**Activity**
In the listing below, find every line with the string "tail" and pull it out.
-- Given information follows --
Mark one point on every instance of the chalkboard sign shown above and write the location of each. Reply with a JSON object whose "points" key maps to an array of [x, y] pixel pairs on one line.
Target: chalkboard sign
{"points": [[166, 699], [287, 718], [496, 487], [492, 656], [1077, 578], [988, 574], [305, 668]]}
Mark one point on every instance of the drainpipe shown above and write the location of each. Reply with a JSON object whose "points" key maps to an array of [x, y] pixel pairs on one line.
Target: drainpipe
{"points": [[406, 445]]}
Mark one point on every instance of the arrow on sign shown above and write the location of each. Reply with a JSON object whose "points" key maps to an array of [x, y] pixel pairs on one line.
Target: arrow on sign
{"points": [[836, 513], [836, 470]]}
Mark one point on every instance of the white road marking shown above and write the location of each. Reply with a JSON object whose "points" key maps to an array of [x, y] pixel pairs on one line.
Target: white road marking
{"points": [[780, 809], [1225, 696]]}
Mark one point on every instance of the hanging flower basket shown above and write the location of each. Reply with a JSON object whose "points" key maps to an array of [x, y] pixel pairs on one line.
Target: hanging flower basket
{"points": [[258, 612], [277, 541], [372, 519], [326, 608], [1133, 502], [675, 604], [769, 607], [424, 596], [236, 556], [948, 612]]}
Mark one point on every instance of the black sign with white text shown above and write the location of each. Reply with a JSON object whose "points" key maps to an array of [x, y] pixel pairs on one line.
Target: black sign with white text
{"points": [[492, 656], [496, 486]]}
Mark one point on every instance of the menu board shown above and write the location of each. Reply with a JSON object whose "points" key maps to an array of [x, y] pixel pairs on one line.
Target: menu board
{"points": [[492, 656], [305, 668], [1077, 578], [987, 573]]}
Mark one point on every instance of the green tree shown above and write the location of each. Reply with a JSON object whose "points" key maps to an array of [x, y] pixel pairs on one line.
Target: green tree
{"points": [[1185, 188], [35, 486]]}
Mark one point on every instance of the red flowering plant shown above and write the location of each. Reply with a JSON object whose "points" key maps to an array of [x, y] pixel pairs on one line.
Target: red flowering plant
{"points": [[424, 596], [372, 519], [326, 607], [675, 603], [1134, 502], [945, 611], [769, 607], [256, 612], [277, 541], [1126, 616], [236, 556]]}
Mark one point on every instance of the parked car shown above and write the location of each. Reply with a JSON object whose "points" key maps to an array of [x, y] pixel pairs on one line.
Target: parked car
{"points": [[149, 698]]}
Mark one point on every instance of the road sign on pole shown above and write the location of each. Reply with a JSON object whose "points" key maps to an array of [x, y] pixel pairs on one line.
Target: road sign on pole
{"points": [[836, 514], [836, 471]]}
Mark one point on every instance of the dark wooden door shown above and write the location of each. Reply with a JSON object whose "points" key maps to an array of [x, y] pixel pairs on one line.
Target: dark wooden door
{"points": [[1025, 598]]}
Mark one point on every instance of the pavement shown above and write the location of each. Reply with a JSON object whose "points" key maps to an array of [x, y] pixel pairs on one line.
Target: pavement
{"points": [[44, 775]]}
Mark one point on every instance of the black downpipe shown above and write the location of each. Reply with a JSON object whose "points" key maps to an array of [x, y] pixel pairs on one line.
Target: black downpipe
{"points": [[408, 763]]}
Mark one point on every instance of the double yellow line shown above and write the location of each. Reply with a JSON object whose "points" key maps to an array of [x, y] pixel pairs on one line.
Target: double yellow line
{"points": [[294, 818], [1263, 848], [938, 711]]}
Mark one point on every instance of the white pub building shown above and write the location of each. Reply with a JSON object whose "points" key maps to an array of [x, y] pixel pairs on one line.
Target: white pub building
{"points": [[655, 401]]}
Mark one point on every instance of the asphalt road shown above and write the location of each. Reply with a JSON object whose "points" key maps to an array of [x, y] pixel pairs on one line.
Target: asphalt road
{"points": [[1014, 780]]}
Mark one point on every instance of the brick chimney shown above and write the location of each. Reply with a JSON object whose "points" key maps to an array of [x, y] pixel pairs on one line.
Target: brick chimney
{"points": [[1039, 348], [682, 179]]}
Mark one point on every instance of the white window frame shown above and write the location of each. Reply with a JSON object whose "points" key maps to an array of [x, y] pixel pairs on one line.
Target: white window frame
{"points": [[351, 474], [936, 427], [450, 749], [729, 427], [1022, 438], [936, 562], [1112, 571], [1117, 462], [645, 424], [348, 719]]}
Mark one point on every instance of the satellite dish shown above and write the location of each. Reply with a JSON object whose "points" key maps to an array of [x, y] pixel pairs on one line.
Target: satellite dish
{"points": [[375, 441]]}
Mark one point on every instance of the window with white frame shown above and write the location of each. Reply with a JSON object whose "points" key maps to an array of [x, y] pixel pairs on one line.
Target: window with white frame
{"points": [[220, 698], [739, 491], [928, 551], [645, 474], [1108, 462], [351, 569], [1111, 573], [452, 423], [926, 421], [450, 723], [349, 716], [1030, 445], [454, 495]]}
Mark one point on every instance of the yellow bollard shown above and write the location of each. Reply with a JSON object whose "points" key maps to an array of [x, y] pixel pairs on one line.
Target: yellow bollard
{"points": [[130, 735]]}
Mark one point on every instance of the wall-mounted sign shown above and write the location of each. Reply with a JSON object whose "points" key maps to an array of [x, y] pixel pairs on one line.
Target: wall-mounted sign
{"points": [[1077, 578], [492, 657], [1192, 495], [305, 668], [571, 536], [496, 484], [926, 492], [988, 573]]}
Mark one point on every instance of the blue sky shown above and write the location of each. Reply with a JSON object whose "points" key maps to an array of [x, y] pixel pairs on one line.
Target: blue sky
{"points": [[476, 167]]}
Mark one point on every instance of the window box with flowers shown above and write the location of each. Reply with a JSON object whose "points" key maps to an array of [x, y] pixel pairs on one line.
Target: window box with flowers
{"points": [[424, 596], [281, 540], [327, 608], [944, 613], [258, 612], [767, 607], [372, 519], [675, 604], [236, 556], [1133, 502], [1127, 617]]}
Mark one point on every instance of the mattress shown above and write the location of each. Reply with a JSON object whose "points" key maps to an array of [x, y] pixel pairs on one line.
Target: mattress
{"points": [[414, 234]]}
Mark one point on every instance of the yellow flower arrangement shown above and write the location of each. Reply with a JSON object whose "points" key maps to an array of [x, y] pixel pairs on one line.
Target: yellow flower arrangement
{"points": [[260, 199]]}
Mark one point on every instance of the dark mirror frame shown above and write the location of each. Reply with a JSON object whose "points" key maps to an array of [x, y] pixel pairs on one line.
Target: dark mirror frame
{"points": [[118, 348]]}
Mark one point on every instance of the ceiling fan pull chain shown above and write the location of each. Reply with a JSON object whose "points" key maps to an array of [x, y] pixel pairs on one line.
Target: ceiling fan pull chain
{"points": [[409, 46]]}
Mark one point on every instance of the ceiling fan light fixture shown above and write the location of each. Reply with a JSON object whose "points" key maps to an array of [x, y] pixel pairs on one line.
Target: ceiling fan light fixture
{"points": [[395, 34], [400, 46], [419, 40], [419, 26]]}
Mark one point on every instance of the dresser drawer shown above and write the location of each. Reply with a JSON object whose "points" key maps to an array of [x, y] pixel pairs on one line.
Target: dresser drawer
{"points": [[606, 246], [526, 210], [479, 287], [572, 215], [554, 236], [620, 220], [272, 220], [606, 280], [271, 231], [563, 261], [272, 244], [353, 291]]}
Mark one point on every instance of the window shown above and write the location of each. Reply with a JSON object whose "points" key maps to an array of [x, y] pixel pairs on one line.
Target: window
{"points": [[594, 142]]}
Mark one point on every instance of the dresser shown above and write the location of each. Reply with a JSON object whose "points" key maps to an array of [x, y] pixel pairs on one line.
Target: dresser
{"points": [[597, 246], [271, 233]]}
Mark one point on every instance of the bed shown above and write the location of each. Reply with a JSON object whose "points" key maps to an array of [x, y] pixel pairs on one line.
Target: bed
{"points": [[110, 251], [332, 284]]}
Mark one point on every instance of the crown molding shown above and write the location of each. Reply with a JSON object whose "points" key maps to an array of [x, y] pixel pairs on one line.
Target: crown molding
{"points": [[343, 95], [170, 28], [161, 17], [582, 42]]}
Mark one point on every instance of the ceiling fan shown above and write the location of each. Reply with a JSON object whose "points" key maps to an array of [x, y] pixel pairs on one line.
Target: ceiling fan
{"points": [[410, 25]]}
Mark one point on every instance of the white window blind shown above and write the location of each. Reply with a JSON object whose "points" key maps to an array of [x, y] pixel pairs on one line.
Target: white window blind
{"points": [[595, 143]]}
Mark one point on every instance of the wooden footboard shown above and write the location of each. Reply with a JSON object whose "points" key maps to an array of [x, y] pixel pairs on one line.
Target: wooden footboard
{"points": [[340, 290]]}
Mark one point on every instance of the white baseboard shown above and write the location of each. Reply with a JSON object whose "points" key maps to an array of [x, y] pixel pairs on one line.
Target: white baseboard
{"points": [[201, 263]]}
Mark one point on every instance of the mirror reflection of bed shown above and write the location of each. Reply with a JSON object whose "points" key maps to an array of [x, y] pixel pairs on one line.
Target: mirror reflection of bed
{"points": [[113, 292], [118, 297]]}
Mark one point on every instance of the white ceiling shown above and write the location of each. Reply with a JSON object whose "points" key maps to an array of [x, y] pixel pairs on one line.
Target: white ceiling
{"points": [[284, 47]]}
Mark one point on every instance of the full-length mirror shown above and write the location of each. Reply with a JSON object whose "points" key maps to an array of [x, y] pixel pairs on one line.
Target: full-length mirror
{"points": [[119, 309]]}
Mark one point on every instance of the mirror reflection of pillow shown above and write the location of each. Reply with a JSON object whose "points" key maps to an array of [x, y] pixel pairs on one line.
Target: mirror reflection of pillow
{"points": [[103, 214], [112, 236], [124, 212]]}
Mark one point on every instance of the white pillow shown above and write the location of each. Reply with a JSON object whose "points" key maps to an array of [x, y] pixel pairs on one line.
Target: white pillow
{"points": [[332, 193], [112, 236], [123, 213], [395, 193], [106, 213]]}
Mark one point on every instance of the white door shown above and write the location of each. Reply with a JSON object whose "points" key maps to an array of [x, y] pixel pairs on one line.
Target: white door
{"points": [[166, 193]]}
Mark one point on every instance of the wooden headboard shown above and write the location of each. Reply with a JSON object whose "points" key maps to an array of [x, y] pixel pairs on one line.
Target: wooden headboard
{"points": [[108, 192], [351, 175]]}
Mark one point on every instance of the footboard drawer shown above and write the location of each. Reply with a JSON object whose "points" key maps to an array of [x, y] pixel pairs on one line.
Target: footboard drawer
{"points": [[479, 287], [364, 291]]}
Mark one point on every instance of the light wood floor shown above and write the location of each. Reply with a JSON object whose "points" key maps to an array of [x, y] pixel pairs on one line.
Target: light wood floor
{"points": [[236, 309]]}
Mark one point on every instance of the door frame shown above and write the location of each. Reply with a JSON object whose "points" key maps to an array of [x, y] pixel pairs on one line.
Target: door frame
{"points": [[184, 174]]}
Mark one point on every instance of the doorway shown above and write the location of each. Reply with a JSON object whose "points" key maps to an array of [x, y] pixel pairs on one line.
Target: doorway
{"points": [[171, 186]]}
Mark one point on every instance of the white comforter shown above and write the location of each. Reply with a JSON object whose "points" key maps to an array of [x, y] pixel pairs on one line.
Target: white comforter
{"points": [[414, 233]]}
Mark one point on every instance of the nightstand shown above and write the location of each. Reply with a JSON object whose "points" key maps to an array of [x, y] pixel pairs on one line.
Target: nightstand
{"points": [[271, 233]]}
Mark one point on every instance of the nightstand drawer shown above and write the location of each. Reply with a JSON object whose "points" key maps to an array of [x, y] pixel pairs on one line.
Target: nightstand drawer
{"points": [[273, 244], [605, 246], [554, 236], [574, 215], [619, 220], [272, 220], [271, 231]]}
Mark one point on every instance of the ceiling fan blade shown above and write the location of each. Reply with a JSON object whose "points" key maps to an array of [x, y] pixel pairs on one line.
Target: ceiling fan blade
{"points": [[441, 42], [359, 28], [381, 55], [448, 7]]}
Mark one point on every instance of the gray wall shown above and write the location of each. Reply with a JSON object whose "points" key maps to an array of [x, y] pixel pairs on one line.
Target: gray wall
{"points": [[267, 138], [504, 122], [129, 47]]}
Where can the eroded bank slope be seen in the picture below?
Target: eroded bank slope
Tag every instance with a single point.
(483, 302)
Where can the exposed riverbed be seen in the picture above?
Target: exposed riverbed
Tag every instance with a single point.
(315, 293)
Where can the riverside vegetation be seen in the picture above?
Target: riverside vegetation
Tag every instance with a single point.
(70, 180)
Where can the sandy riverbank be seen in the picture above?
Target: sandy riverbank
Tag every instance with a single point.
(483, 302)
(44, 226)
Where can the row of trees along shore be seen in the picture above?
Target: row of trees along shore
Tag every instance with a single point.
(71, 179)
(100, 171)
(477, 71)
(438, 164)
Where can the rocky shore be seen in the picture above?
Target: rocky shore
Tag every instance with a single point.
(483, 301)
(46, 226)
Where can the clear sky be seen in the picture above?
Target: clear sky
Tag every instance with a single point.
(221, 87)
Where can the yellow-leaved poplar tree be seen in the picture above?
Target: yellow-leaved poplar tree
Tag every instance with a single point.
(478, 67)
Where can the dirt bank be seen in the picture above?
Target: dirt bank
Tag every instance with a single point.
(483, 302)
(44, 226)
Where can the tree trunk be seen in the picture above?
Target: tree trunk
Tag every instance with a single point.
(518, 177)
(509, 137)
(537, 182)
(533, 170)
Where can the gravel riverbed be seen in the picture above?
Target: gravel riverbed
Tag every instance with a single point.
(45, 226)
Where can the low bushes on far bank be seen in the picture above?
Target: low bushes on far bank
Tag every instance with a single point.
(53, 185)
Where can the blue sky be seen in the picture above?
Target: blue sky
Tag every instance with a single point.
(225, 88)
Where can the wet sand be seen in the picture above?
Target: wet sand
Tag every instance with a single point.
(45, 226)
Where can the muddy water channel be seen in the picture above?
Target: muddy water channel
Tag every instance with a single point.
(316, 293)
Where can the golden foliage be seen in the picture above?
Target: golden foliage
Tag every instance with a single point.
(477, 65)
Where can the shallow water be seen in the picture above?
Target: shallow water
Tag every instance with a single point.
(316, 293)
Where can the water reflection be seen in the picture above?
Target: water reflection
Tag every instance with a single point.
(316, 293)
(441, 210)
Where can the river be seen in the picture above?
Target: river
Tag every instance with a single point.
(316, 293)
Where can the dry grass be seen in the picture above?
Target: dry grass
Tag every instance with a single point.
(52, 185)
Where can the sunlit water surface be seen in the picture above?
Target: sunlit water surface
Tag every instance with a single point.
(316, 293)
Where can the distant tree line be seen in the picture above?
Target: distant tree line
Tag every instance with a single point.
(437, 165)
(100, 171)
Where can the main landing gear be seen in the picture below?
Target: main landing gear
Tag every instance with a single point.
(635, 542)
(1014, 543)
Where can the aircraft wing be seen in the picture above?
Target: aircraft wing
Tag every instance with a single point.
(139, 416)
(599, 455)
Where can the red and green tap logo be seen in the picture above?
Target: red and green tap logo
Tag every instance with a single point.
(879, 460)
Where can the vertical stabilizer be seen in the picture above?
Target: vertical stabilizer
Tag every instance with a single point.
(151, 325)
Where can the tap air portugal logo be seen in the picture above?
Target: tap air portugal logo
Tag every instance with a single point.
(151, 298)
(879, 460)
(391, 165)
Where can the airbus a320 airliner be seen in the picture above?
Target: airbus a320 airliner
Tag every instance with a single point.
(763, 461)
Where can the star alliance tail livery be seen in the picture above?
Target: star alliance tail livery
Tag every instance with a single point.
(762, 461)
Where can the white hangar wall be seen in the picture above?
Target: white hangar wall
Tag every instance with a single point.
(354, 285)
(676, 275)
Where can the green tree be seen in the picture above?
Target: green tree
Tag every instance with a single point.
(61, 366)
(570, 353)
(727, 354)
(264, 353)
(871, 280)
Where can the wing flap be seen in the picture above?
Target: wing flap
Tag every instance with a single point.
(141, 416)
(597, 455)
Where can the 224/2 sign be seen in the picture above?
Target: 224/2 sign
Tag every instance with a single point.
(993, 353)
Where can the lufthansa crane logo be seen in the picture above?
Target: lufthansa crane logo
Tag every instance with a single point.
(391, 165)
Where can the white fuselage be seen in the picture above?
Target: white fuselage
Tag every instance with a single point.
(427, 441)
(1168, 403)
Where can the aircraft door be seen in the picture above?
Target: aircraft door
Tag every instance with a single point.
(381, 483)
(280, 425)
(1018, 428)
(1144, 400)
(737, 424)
-- Given information concluded --
**Final answer**
Where can the star alliance tail livery be seen in the picture above?
Target: star alliance tail livery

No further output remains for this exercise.